● GIVEN INSTRUCTION 1
Extract, word for word, the part of the passage on the Welch lease that begins with the words containing "We do not deem" and ends with "of 79 S.W.2d)".

begin TEXT SHOWN

We do not deem it necessary to analyze all the cases cited in Loeffler; however, in Grissom v. Anderson, (1935) royalty deeds were executed in recognition of an oil and gas lease which was inoperative as to some of the parties. The court there said: (p. 623 of 79 S.W.2d)

“Under the law the Welch lease was inoperative as to Taylor and Frank Anderson and their wives, and the power to make it operative rested exclusively with them. They exercised that power freely and voluntarily. They did not repudiate the Welch lease. On the contrary, a recognition of the lease was made in deeds executed by them in strict conformity with law, and the benefits arising therefrom accepted. By their acts in executing the royalty deeds above described, they gave the lease life. Their acts constituted a ratification of the lease. The purposes of the statutes have been fully met. The rights of the parties acquired thereunder became valid and binding. After they have ratified the Welch lease in the manner described above, it is not the policy of the law to permit a repudiation thereof. * * * ” (Emphasis added).

end TEXT SHOWN
begin GIVEN RECORDS

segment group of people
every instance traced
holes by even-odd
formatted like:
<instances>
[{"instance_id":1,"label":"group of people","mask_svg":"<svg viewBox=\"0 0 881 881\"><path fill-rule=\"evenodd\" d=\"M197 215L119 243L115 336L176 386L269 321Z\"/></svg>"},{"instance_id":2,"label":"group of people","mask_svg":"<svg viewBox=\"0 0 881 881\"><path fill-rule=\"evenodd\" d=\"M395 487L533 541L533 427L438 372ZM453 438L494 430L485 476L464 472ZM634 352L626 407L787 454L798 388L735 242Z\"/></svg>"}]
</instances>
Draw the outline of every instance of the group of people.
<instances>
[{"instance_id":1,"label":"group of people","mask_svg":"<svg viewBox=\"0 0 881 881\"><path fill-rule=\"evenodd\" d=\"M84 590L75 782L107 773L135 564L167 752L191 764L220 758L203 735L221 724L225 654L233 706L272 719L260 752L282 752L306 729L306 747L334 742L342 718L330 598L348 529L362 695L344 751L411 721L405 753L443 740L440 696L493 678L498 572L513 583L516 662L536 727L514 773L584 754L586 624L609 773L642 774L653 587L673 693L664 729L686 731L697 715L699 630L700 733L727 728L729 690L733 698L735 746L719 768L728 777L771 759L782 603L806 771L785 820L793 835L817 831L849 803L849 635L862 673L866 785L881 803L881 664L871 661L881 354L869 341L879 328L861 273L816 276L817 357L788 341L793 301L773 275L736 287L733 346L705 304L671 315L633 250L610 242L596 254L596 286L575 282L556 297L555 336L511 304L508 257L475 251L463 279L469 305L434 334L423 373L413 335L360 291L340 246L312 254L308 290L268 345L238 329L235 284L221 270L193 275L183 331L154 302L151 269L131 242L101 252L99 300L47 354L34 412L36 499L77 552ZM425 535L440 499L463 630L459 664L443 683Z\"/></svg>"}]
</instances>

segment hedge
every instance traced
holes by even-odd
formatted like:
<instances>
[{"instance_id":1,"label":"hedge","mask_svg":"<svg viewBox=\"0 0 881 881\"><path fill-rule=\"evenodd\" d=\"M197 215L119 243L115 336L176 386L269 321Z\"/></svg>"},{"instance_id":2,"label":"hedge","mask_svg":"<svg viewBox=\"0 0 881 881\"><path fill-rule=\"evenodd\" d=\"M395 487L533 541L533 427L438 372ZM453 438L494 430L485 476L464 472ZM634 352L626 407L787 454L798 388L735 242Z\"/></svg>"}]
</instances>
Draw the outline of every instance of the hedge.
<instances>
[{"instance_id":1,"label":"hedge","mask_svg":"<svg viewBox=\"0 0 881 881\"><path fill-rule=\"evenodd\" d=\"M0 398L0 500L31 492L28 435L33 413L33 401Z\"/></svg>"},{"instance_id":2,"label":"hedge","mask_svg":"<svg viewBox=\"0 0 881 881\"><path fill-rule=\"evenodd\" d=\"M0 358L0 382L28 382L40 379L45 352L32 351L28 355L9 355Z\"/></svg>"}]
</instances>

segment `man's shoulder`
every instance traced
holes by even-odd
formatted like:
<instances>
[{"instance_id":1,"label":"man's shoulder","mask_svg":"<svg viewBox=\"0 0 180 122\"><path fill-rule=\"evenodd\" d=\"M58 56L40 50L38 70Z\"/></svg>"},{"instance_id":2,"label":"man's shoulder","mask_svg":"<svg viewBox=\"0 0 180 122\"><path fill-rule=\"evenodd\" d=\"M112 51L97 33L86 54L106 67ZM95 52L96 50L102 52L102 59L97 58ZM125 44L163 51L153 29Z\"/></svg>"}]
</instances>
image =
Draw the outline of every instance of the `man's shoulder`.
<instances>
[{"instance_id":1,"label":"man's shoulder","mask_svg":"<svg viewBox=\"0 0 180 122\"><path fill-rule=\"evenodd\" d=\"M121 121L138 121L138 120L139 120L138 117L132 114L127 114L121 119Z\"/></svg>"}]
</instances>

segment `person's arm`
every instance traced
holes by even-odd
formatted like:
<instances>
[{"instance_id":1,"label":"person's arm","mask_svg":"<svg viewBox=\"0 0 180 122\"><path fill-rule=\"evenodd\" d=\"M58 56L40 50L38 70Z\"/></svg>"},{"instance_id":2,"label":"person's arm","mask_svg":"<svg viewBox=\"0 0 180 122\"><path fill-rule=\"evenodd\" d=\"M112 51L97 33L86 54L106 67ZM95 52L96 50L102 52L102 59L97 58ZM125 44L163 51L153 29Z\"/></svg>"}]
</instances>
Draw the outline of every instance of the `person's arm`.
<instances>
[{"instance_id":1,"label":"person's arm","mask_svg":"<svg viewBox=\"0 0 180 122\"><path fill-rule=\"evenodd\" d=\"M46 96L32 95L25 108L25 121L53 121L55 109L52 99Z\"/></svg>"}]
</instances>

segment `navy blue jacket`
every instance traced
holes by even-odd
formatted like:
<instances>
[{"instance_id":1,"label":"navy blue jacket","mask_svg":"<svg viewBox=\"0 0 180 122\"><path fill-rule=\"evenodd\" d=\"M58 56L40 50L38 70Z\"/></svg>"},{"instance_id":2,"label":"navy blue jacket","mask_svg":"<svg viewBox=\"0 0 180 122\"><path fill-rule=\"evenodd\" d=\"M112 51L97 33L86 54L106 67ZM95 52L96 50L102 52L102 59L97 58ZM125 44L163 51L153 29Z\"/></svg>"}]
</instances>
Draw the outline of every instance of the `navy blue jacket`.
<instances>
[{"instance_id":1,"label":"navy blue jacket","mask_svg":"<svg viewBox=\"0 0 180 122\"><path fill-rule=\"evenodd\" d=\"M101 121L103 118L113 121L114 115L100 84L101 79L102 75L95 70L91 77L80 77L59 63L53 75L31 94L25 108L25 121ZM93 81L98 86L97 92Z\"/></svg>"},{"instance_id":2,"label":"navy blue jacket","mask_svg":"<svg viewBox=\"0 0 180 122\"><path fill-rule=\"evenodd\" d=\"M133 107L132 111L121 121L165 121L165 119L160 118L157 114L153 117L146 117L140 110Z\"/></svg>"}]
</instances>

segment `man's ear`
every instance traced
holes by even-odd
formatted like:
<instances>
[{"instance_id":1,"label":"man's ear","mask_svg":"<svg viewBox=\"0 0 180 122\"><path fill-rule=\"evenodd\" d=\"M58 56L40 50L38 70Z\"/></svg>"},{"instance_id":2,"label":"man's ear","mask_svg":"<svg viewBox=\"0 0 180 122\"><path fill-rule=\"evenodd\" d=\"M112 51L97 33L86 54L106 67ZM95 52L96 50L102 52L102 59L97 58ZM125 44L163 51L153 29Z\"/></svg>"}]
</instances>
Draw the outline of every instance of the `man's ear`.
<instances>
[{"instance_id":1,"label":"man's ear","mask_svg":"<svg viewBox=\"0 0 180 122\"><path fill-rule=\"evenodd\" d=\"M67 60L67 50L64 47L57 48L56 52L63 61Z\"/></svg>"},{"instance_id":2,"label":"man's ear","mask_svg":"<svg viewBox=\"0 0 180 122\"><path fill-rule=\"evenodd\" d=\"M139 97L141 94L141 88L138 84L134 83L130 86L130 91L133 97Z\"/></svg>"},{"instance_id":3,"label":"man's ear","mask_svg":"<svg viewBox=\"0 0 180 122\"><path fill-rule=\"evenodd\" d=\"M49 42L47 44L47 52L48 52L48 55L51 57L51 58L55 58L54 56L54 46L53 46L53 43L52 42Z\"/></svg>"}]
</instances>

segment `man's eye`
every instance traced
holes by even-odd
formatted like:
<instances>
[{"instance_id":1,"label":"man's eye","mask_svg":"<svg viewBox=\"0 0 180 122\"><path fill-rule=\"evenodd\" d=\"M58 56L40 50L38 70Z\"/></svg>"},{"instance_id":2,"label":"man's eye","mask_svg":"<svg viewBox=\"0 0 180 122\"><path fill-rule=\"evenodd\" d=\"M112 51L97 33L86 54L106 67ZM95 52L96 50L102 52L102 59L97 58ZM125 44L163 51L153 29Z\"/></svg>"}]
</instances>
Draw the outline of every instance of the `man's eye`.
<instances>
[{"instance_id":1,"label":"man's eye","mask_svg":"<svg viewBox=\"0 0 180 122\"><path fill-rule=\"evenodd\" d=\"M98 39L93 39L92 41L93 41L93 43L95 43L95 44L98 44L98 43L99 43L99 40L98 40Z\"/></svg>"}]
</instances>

end GIVEN RECORDS

● GIVEN INSTRUCTION 2
Pull out every line of the entries that contains the string "segment", matching its case exactly.

● FULL RESPONSE 1
We do not deem it necessary to analyze all the cases cited in Loeffler; however, in Grissom v. Anderson, (1935) royalty deeds were executed in recognition of an oil and gas lease which was inoperative as to some of the parties. The court there said: (p. 623 of 79 S.W.2d)

● FULL RESPONSE 2
segment group of people
segment hedge
segment `man's shoulder`
segment `person's arm`
segment `navy blue jacket`
segment `man's ear`
segment `man's eye`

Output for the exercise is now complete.